*INPUT DATA:*
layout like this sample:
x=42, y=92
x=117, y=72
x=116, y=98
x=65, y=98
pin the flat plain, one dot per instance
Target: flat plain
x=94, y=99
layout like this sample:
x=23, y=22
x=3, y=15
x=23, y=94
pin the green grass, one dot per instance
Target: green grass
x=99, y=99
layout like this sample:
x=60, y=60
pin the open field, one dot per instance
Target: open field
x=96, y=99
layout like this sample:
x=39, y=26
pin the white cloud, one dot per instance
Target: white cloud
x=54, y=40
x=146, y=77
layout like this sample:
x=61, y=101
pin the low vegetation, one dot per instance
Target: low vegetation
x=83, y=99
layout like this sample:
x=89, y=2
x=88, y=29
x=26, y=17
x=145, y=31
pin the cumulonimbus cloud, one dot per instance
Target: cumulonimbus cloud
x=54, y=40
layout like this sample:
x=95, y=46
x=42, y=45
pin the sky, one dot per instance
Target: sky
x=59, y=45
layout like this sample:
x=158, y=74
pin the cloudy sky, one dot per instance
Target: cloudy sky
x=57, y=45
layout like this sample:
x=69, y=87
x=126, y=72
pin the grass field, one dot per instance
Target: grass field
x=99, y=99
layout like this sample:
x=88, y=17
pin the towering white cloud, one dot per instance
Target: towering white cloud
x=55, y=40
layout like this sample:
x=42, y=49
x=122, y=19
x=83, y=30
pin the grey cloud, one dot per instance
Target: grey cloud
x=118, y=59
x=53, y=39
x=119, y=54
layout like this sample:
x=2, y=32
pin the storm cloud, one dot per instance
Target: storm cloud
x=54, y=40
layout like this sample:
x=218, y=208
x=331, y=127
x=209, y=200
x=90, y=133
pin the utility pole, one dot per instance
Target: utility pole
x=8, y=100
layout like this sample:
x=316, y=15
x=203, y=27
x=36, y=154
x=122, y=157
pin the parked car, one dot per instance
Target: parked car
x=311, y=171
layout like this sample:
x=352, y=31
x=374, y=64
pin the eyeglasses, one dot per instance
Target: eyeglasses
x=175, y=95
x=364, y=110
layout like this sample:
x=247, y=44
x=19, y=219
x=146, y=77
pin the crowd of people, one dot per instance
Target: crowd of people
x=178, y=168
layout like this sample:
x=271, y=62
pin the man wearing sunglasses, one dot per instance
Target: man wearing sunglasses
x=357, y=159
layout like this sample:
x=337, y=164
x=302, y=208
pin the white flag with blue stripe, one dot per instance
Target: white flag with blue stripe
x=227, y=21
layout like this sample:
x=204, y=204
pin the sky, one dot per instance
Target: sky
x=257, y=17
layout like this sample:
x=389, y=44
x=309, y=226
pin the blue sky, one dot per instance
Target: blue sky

*WHAT IS BEING ASKED:* To complete the exercise, print all of the entries exactly.

*RESULT OF THE EXERCISE:*
layout like this sample:
x=42, y=92
x=117, y=72
x=116, y=98
x=65, y=98
pin the flat plain, one dot per instance
Target: flat plain
x=94, y=99
layout like this sample:
x=23, y=22
x=3, y=15
x=23, y=94
pin the green grass, one dot per instance
Target: green grass
x=99, y=99
layout like this sample:
x=60, y=60
pin the open field, one dot per instance
Target: open field
x=96, y=99
layout like this sample:
x=39, y=26
pin the white cloud, one dot per instance
Target: white cloud
x=54, y=40
x=146, y=77
layout like this sample:
x=61, y=101
pin the low vegetation, one dot per instance
Target: low vegetation
x=83, y=99
layout like this sample:
x=89, y=2
x=88, y=29
x=26, y=17
x=145, y=31
pin the cumulonimbus cloud, one dot per instance
Target: cumulonimbus cloud
x=54, y=40
layout like this sample:
x=95, y=46
x=42, y=45
pin the sky, one dot per instance
Target: sky
x=59, y=45
layout like this sample:
x=158, y=74
pin the cloudy sky, one dot per instance
Target: cloudy sky
x=57, y=45
layout like this sample:
x=69, y=87
x=126, y=72
pin the grass field, one dot per instance
Target: grass field
x=99, y=99
layout like this sample:
x=88, y=17
pin the towering white cloud, one dot per instance
Target: towering white cloud
x=55, y=40
layout like this sample:
x=42, y=49
x=122, y=19
x=83, y=30
pin the grey cloud, one dot per instance
Target: grey cloud
x=118, y=59
x=53, y=39
x=119, y=54
layout like this sample:
x=2, y=32
pin the storm cloud, one dot per instance
Target: storm cloud
x=54, y=40
layout like this sample:
x=218, y=208
x=331, y=127
x=209, y=200
x=90, y=133
pin the utility pole, one dot per instance
Target: utility pole
x=8, y=100
layout like this sample:
x=316, y=15
x=203, y=27
x=36, y=154
x=122, y=157
pin the parked car, one dot per instance
Target: parked car
x=311, y=171
layout like this sample:
x=352, y=31
x=374, y=64
pin the eyeglasses, one dot per instance
Target: eyeglasses
x=175, y=95
x=364, y=110
layout like this sample:
x=247, y=44
x=19, y=219
x=146, y=77
pin the crowd of people, one dot per instance
Target: crowd of people
x=178, y=168
layout like this sample:
x=271, y=62
pin the man wearing sunglasses, one dot per instance
Target: man wearing sunglasses
x=357, y=159
layout like this sample:
x=337, y=164
x=302, y=208
pin the white flag with blue stripe, one dot per instance
Target: white flag with blue stripe
x=227, y=21
layout like this sample:
x=204, y=204
pin the sky, one dot per instance
Target: sky
x=257, y=17
layout like this sample:
x=389, y=44
x=309, y=226
pin the blue sky, one dot per instance
Target: blue sky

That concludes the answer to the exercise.